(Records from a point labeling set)
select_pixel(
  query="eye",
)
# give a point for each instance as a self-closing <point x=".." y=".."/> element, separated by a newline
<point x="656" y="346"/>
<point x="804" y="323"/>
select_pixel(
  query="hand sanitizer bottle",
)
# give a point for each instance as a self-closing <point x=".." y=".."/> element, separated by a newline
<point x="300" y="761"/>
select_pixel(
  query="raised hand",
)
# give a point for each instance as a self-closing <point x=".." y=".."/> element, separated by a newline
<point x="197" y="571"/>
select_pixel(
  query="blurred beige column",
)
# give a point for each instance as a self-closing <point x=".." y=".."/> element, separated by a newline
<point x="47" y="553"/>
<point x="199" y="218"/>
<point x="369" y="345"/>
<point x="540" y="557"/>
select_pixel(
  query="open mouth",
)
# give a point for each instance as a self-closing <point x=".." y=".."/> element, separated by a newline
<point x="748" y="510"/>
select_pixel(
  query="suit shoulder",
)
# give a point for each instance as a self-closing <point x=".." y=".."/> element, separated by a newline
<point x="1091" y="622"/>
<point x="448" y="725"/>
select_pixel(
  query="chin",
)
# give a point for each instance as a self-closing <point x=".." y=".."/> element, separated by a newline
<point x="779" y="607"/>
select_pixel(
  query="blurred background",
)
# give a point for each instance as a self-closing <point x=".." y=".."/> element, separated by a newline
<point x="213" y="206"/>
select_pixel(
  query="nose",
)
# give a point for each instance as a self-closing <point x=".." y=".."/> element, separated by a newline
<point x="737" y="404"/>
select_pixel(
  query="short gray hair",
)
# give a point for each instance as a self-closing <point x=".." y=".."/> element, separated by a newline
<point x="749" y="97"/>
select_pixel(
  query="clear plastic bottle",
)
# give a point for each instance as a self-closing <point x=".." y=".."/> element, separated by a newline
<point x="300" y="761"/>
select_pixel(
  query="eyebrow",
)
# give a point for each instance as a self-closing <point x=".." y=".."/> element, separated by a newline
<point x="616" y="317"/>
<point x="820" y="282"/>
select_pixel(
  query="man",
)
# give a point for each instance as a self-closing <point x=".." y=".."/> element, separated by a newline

§ **What this task involves**:
Reproduce all of the entries word for word.

§ **Completed task**:
select_pixel(
  query="eye",
)
# give a point for each instance as a self-closing <point x=".." y=".."/> element, separated by a newline
<point x="656" y="346"/>
<point x="804" y="323"/>
select_pixel(
  query="hand sanitizer bottle",
)
# give a point for each instance as a self-closing <point x=".." y=".."/> element, separated by a newline
<point x="300" y="761"/>
select_pixel(
  query="raised hand",
)
# give a point for each instance as a self-closing <point x=".." y=".."/> element, separated by a newline
<point x="197" y="571"/>
select_pixel(
  query="blurred beige column",
)
# give a point for each instance as a self-closing <point x=".." y=".."/> element, separated by a newline
<point x="47" y="553"/>
<point x="199" y="218"/>
<point x="369" y="345"/>
<point x="540" y="557"/>
select_pixel(
  query="open mouth",
)
# give a point for each instance as a self-closing <point x=".." y=".."/> element, separated by a newline
<point x="748" y="510"/>
select_pixel(
  query="suit shoulder",
)
# give a point for each instance as a self-closing <point x=".." y=".."/> element, separated by a newline
<point x="1091" y="622"/>
<point x="448" y="725"/>
select_pixel(
  query="chin",
)
# give a point for each instance as a self-closing <point x=".." y=".."/> element, separated by a newline
<point x="779" y="607"/>
select_pixel(
  query="blurred background",
)
# give a point for each instance as a self-closing <point x=".." y=".."/> element, separated by a newline
<point x="213" y="206"/>
select_pixel(
  query="nose",
)
# give a point for each instance as a self-closing <point x=".." y=".."/> element, separated by a newline
<point x="737" y="404"/>
select_pixel(
  query="short gray hair",
)
# give a point for each instance as a self-closing <point x=".." y=".."/> element, separated by a newline
<point x="749" y="97"/>
select_pixel(
  query="clear plastic bottle",
)
# give a point for each instance as a self-closing <point x=".." y=".."/> element, separated by a newline
<point x="300" y="761"/>
select_pixel(
  query="eyebrow",
)
# give a point for each instance as a self-closing <point x=".." y=".."/> element, separated by a newline
<point x="616" y="317"/>
<point x="820" y="282"/>
select_pixel(
  query="man",
)
# give a point for each instance as a self-closing <point x=".." y=".."/> element, separated by a newline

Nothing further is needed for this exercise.